-- START OF Listed entries --
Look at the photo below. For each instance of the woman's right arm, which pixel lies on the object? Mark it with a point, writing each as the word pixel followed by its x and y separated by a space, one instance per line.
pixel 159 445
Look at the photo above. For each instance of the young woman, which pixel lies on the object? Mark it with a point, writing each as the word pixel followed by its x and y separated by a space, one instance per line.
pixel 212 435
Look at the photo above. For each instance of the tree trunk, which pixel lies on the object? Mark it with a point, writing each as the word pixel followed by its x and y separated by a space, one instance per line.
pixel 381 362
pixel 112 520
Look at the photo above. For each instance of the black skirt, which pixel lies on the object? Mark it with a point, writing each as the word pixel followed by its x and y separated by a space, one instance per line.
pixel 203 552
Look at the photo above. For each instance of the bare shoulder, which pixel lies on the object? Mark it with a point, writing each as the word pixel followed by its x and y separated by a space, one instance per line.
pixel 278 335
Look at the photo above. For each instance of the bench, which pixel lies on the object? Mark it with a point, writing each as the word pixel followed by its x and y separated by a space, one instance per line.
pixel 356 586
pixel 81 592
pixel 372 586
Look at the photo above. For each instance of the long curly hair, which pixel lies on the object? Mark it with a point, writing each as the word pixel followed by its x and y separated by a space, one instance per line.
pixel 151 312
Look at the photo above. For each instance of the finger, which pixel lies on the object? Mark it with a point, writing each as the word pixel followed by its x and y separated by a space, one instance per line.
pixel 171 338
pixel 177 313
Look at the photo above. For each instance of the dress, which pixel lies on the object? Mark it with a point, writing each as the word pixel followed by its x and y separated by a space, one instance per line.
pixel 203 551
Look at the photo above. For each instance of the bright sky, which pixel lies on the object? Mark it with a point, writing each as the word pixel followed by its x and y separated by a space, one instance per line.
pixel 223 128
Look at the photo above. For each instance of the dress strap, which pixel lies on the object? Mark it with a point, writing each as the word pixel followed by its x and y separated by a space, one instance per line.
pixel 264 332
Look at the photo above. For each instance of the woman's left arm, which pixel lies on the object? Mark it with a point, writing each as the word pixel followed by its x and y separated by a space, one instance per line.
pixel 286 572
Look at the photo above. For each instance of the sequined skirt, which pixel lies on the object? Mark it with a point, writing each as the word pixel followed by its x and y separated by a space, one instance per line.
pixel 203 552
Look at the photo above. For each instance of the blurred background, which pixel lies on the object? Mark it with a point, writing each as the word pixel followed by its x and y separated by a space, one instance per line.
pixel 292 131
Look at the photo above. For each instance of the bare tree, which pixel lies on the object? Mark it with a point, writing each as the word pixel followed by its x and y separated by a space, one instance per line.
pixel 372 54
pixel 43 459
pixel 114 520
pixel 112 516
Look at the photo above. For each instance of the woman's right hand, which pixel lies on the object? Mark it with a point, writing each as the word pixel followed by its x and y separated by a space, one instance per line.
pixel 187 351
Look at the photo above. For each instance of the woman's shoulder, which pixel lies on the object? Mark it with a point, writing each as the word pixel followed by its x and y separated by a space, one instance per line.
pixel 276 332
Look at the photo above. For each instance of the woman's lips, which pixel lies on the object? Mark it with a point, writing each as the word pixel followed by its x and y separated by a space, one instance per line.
-- END OF Listed entries --
● **Your goal**:
Rescale the data starting at the line containing "the dress, which" and ending at the line containing "pixel 286 572", both lines included. Reproduce only those lines, requests and all, with each answer coordinate multiplied by 0.8 and rounded to a whole number, halves rounding up.

● **Exercise result**:
Look at the photo above. For each instance of the dress, which pixel lies on the object? Mark it with a point, writing each as the word pixel followed by its x and y separated by a space, one instance per line.
pixel 162 441
Look at the photo above. For each instance of the bright sky, which pixel lies on the object? Mark it with a point, writing each as the word pixel followed by its x and y separated by a space, one instance per line.
pixel 178 102
Look at the photo above. For each instance of the dress strap, which pixel lies on the object? Mark it with a point, writing each as the word pixel followed by its x and y separated by a space, one instance per line.
pixel 211 266
Look at the photo above. For each instance of the woman's left arm, which pixel lies on the object? Mark it with a point, writing each as the word pixel followed by its x and y separated by a space, one instance per line.
pixel 229 458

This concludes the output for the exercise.